任务清单 -
**A)** 请照抄这段自述中的一部分：从含有“我的性格比较男派,既有母亲的”的词语开始，到“儿值读高中,才替她买新衣裳。”为止，一字不改。
**B)** 根据这段自述回答下列问题，每题一行：
(i) 讲述者退休后评上先进的本本有多少本？
(ii) 讲述者做过哪个联谊会的会长？
(iii) 讲述者对孩子提出的第二条要求是什么？
**C)** 请接着这段讲退休生活和家庭教育的自述，从最后一句之后往下写。

原文段落 -
★ ★ ★ ★ ★ ★ ★
我的性格比较男派,既有母亲的热心,也有父亲的关心国家大事、注重保养。退休以后,我在社区做做工作,做做业主会副主任。做了一届,我也不做了。现在也就义务为他们做点事,楼道里做和谐促进员。他们一定要给我点事做,我也就做做。再一个,我儿子出国了,那时候出国靠的不是大人,是他们自己的本事,他们就推荐我就做海曙区出国留学生家属联谊会会长,我也做了几年,也做得很好。我个人先进评了很多,本本很多,有20多本。退休以后,各种各样的先进评上蛮多的,小零小碎的奖品也蛮多的,但都是义务的,不用一分钱。而我现在,年龄也大了,可以推掉的职务也基本推掉了,联谊会会长也给别人当了。我的孩子也很开心,他说我这样做好。
我对孩子的教育就是,我们自己要起表率作用。我对他们提出三点要求,第一条,小孩子一定要事业有成,自己一定要刻苦钻研,要好好学习,有知识,有文化,有技能,不会没有工作。第二条,家庭一定要和睦,很要紧。第三条,后代要培养好,父母起表率作用。人最要紧的就是,第一要道德好,第二就是自己要勤奋,刻苦学习,等将来有机遇的时候,就有出头日子。如果懒懒散散,拍马奉承,没有用的,这是短浅的行为,不是长远行为。像我这样,家庭普通,没有背景,靠自己奋斗,才有这么一天。难道奋斗时候,会想自己将来做什么官。现在看起来,我的孩子这三点基本上都做到了。我的二个子女,没有一点官员子弟架子,女儿值读高中,才替她买新衣裳。
★ ★ ★ ★ ★ ★ ★
(已存数据集条目)
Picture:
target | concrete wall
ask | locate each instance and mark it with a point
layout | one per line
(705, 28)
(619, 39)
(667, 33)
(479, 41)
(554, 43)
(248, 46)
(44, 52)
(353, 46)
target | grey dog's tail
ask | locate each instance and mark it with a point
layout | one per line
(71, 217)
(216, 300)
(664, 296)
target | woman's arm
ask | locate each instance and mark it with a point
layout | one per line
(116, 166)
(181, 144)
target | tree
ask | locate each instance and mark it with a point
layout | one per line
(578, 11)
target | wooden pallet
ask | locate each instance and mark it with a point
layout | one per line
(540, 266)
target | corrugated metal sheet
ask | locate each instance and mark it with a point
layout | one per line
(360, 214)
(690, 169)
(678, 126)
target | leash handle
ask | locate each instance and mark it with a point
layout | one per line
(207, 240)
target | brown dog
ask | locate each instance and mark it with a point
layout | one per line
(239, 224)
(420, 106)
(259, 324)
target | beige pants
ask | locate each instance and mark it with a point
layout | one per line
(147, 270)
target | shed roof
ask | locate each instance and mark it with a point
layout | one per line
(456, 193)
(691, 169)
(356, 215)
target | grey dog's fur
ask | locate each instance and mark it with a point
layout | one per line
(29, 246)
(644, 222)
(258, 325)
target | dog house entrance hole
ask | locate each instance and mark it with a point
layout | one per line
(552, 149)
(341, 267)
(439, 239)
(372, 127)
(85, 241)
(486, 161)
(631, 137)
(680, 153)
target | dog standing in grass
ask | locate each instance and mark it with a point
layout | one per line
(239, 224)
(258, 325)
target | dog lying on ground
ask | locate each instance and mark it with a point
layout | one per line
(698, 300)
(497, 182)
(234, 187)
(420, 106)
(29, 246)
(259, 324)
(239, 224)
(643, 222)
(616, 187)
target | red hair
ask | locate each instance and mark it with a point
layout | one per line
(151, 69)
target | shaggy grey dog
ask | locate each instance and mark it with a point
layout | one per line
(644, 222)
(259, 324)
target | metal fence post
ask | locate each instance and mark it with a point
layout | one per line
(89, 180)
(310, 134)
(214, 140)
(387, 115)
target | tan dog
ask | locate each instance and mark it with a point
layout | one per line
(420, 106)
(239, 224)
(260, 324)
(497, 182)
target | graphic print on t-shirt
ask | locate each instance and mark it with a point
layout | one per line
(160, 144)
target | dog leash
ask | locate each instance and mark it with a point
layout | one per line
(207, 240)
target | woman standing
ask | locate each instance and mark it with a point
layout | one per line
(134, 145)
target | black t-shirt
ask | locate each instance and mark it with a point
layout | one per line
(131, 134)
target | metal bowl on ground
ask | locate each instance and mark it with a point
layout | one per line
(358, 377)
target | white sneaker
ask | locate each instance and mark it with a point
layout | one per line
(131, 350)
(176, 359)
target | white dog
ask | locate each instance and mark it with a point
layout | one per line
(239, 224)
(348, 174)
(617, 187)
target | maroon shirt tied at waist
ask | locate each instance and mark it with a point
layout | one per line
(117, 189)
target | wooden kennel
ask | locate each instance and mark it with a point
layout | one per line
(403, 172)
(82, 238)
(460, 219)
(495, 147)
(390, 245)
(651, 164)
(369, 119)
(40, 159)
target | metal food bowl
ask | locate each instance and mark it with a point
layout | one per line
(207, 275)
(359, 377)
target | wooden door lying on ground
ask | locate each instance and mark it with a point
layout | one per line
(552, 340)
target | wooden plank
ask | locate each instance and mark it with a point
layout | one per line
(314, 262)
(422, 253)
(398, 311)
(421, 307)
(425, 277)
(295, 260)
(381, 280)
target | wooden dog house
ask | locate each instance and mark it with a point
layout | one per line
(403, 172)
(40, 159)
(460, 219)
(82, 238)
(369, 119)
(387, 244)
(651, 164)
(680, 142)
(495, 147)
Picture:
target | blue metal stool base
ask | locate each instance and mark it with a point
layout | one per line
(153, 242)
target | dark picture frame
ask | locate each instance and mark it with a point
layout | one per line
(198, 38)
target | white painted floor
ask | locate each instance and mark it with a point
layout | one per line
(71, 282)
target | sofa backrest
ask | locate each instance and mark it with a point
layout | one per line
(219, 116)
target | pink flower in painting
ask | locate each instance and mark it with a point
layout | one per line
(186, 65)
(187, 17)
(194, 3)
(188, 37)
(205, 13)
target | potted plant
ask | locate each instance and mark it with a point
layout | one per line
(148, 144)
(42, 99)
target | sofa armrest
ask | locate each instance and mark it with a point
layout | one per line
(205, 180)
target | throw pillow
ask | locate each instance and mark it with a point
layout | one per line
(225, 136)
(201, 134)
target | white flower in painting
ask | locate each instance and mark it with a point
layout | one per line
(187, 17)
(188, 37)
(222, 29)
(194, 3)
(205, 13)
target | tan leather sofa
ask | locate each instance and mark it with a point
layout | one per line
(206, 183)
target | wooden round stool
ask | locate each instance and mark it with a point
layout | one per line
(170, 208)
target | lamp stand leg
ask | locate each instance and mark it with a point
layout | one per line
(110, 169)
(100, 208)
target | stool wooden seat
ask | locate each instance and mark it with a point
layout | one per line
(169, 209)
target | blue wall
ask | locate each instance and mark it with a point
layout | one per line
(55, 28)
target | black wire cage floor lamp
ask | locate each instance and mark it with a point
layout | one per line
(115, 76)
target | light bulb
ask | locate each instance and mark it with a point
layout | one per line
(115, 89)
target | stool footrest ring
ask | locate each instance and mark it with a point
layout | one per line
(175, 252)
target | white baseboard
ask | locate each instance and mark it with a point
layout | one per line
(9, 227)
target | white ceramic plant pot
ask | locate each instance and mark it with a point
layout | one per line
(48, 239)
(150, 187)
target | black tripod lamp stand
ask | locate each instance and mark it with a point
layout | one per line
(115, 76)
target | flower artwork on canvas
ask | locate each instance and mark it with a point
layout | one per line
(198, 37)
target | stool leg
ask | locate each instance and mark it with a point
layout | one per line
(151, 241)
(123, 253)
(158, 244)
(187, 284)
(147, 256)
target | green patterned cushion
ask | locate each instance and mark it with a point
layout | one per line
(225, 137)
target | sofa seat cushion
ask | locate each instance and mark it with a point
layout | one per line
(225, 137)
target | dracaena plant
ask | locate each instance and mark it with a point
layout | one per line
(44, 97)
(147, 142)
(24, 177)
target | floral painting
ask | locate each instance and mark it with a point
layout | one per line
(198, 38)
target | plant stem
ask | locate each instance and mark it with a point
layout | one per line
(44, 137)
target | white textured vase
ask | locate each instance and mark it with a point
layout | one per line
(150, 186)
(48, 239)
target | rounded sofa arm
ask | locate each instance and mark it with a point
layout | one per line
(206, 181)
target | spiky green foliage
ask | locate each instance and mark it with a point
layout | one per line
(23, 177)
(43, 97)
★ ★ ★ ★ ★ ★ ★
参考答案 -
**A)**
我的性格比较男派,既有母亲的热心,也有父亲的关心国家大事、注重保养。退休以后,我在社区做做工作,做做业主会副主任。做了一届,我也不做了。现在也就义务为他们做点事,楼道里做和谐促进员。他们一定要给我点事做,我也就做做。再一个,我儿子出国了,那时候出国靠的不是大人,是他们自己的本事,他们就推荐我就做海曙区出国留学生家属联谊会会长,我也做了几年,也做得很好。我个人先进评了很多,本本很多,有20多本。退休以后,各种各样的先进评上蛮多的,小零小碎的奖品也蛮多的,但都是义务的,不用一分钱。而我现在,年龄也大了,可以推掉的职务也基本推掉了,联谊会会长也给别人当了。我的孩子也很开心,他说我这样做好。
我对孩子的教育就是,我们自己要起表率作用。我对他们提出三点要求,第一条,小孩子一定要事业有成,自己一定要刻苦钻研,要好好学习,有知识,有文化,有技能,不会没有工作。第二条,家庭一定要和睦,很要紧。第三条,后代要培养好,父母起表率作用。人最要紧的就是,第一要道德好,第二就是自己要勤奋,刻苦学习,等将来有机遇的时候,就有出头日子。如果懒懒散散,拍马奉承,没有用的,这是短浅的行为,不是长远行为。像我这样,家庭普通,没有背景,靠自己奋斗,才有这么一天。难道奋斗时候,会想自己将来做什么官。现在看起来,我的孩子这三点基本上都做到了。我的二个子女,没有一点官员子弟架子,女儿值读高中,才替她买新衣裳。

**B)**
(i) 20多本。
(ii) 海曙区出国留学生家属联谊会。
(iii) 家庭一定要和睦。

**C)**
我现在的晚年生活也很知足常乐。第一是有老保,有医疗卡,这还担心什么;第二个,就是小孩子争气,儿子成为美国一个高级工程师,女儿是宁波雅思学院院长;第三个,下代都受到了教育,培养得很好。我的孙子,美国科技创新奖,全美第一名。我的外孙,现在在英国读书,书读得不错。两个孩子全部很好,这与家庭教育分不开。家庭教育是最重要的,所以我现在的生活也感到很知足常乐。我们现在退休,第一要健康,如果每天睡躺在床上还不如早点去死;第二,要和谐,什么叫和谐,小孩争气,家庭和睦,这就是和谐。这样退休生活过得好,不然的话也没意思。
我把晚年人生之道,归结为八个字,快乐、轻松、开放、安定。快乐,就是有一颗助人为乐的热心,以解决某件事,了结心愿,化解矛盾,能为群众、为离退休干部、为朋友说话办事而感到高兴。老年人如果无所事事,把自己的心灵闲置起来,是完全错误的,是晚年的最大危险。轻松,就是量力而行,兴趣所至,健康允许地作一些工作,可以选择性地做一些压力不大的义务工作。开放,就是心态好,想得开,不计较名利,不浮躁,不郁闷,对于好事坏事,都要持平常之心,力戒大喜大,就是最大、最沉痛的打击也要挺得住,子女的教育,鼓励不可不管,也不可管得太紧、太细。安定,就是生活要稳定平静,有规律,不论是睡眠、起床、进食、活动,都有一个大体的安排,以达到安全、舒适、安逸的原则。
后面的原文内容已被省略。